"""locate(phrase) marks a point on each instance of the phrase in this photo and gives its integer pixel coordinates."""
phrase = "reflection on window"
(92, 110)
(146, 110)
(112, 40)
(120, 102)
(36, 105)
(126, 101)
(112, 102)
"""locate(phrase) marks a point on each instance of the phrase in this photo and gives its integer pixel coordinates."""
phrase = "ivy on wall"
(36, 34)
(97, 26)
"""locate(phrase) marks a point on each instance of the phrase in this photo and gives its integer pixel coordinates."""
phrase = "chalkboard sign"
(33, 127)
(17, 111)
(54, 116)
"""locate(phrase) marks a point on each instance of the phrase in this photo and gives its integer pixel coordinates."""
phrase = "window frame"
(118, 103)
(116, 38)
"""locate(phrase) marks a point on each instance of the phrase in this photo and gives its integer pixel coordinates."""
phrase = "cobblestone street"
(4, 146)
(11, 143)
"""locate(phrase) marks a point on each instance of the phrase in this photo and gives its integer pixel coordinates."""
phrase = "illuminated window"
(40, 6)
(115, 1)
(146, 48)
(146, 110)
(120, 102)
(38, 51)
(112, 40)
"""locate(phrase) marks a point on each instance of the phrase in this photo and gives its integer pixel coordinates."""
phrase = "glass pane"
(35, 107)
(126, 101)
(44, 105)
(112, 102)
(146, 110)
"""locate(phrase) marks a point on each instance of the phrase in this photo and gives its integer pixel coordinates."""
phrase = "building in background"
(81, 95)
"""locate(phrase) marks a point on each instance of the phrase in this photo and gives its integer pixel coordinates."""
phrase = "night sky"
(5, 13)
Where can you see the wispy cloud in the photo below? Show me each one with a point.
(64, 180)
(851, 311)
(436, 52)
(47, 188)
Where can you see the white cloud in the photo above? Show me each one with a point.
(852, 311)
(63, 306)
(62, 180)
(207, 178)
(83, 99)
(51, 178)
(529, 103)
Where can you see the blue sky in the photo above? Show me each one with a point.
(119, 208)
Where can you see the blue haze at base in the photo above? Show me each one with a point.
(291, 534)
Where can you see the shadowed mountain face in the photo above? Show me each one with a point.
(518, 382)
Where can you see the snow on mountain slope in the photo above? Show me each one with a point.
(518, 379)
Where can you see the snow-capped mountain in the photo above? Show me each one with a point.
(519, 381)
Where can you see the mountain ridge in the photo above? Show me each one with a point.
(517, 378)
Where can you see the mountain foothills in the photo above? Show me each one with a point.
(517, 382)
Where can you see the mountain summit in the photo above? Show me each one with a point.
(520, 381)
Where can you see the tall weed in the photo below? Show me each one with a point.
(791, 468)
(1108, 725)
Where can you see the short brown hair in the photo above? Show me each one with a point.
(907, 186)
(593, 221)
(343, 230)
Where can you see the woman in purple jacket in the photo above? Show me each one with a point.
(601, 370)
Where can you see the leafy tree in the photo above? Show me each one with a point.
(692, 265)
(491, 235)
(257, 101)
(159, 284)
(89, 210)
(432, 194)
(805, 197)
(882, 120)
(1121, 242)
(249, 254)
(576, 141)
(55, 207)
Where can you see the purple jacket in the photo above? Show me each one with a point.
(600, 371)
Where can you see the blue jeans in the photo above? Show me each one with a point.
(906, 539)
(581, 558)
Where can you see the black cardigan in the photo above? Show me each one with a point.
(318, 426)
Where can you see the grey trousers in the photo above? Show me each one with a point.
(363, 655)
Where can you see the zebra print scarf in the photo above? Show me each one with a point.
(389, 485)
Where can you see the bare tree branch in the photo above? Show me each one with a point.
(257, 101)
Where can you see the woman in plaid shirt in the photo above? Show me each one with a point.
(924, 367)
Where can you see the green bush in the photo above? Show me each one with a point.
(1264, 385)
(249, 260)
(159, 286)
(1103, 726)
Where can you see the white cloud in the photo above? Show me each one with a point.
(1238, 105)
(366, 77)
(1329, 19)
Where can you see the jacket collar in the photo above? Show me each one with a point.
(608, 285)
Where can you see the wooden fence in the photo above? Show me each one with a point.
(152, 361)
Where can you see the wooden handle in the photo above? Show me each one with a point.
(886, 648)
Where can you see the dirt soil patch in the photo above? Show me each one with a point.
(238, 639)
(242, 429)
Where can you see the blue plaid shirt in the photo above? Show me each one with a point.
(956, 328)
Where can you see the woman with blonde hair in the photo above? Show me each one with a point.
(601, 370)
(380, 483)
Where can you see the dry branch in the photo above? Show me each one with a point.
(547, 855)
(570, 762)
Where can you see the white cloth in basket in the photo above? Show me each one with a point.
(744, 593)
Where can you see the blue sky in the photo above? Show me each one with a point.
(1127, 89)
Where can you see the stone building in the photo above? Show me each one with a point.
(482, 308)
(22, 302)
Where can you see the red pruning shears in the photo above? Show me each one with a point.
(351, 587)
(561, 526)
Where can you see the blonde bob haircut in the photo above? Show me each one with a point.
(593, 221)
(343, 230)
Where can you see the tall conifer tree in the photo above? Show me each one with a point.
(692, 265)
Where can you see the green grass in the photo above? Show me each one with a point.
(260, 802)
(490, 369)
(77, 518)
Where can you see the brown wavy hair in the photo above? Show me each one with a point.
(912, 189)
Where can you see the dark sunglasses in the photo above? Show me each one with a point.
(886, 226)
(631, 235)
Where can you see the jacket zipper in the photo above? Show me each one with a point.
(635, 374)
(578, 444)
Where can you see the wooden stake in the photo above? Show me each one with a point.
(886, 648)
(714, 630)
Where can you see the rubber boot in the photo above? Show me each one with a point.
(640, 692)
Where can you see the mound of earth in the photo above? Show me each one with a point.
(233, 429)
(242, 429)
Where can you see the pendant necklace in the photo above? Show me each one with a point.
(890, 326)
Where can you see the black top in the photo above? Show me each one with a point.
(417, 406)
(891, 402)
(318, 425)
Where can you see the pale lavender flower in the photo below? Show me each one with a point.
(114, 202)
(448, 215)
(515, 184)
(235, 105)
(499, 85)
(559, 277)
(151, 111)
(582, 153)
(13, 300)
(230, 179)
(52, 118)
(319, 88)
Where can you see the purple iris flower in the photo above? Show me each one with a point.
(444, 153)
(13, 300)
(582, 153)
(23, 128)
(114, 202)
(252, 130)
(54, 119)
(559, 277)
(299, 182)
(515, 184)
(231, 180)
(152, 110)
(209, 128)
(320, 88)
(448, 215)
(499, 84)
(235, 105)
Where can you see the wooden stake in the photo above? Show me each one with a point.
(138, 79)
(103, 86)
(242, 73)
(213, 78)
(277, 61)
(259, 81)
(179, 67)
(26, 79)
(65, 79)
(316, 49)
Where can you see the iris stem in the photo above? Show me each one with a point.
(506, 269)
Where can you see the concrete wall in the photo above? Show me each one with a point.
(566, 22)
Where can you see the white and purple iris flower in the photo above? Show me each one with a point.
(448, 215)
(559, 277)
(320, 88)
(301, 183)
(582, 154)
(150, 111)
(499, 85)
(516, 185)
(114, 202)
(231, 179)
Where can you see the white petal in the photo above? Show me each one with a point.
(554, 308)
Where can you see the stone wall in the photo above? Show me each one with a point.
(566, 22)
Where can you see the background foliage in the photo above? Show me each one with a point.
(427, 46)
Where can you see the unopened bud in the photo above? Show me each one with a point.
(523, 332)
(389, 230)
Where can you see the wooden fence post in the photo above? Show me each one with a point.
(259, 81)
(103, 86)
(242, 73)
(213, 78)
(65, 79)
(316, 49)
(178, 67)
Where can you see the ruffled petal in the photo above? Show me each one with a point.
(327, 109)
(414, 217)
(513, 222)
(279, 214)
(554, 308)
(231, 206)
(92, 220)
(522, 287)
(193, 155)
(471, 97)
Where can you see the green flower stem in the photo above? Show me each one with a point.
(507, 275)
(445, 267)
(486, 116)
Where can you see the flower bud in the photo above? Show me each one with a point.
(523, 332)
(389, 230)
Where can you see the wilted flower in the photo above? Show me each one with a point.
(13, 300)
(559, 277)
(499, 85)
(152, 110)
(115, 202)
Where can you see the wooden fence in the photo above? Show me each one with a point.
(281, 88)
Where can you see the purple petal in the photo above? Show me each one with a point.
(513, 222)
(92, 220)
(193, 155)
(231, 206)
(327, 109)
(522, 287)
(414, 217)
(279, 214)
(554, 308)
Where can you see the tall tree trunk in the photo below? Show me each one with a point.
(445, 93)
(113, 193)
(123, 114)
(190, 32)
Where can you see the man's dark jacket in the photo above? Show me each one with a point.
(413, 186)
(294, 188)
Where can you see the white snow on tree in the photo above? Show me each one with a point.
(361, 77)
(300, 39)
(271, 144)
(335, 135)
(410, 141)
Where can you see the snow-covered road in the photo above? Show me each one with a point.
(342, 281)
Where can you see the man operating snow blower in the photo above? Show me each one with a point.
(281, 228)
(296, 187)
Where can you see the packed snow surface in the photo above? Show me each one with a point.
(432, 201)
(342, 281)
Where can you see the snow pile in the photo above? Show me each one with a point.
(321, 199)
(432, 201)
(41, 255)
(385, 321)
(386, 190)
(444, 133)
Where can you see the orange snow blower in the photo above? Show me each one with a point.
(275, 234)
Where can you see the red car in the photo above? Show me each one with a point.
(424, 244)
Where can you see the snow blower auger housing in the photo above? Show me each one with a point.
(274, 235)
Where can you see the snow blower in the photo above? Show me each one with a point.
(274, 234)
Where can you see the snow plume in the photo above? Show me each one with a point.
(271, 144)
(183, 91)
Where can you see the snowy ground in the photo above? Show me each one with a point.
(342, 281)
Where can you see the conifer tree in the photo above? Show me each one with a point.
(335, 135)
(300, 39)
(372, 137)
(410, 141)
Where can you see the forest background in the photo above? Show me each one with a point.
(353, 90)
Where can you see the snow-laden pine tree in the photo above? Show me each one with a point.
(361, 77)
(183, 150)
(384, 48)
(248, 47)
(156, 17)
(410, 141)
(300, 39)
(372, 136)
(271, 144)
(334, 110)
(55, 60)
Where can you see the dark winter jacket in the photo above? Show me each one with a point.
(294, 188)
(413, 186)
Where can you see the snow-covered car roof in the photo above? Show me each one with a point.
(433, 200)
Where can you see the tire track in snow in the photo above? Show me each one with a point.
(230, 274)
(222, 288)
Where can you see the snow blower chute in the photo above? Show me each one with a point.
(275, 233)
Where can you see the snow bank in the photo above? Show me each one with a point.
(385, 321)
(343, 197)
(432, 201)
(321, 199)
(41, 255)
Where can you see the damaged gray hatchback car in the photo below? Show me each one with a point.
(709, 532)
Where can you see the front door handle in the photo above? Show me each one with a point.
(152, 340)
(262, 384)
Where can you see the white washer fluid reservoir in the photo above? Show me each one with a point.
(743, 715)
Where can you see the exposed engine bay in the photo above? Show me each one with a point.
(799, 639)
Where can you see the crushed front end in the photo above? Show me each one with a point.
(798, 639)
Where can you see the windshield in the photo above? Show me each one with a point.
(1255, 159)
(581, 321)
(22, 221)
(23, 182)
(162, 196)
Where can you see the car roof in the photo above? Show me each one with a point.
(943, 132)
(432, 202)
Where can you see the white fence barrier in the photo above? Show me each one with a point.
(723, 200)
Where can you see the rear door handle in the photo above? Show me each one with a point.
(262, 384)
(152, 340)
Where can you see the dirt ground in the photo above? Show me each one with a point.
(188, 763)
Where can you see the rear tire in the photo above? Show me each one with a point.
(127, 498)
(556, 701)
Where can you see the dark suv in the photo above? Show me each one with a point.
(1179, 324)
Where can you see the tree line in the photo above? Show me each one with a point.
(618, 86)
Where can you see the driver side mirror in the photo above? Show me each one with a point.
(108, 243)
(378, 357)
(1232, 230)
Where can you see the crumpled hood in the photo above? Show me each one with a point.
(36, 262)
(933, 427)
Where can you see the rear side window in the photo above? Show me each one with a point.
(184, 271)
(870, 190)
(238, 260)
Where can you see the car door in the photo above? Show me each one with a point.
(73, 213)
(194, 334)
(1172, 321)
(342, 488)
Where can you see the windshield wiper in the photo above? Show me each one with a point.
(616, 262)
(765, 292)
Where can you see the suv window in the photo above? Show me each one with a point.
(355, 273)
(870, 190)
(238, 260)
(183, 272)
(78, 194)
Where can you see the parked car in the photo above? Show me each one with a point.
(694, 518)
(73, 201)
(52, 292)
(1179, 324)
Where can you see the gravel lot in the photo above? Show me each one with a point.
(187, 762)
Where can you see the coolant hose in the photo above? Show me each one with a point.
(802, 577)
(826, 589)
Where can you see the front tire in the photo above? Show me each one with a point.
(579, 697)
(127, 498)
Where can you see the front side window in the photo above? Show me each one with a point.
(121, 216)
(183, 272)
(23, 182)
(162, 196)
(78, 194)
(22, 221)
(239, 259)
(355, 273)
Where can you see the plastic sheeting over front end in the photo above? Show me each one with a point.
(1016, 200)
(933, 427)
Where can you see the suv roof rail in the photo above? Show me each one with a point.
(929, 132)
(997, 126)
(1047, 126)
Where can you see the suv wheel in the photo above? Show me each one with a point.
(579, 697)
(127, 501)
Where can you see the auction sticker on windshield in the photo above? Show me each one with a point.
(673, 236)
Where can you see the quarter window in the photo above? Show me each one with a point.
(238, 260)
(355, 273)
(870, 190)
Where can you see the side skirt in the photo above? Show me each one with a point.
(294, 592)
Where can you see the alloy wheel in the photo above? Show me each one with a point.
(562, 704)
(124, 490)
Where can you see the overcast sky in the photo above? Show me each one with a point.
++++++++++++++++++++
Word for word, restate the lines running from the one containing "Where can you see the suv roof" through the final line of the records above, and nothing besides.

### Exercise response
Where can you see the suv roof rail in the photo above? Show me each one with a point.
(929, 132)
(997, 126)
(1047, 126)
Where can you see the suv wheel in the photo above? Show me each one with a point.
(579, 697)
(127, 501)
Where can you see the auction sticker on windshield in the photo above? Show me each one with a point.
(673, 236)
Where can you see the quarter window in the photo above? Show me each one with a point.
(238, 260)
(355, 273)
(870, 190)
Where can you see the side skirt in the photo above? Show me each one with a point.
(294, 592)
Where can you see the alloy wheel in the photo above? Show me each one with a point.
(562, 704)
(124, 490)
Where can you see the overcast sky in the photo above? Show me each one with a point.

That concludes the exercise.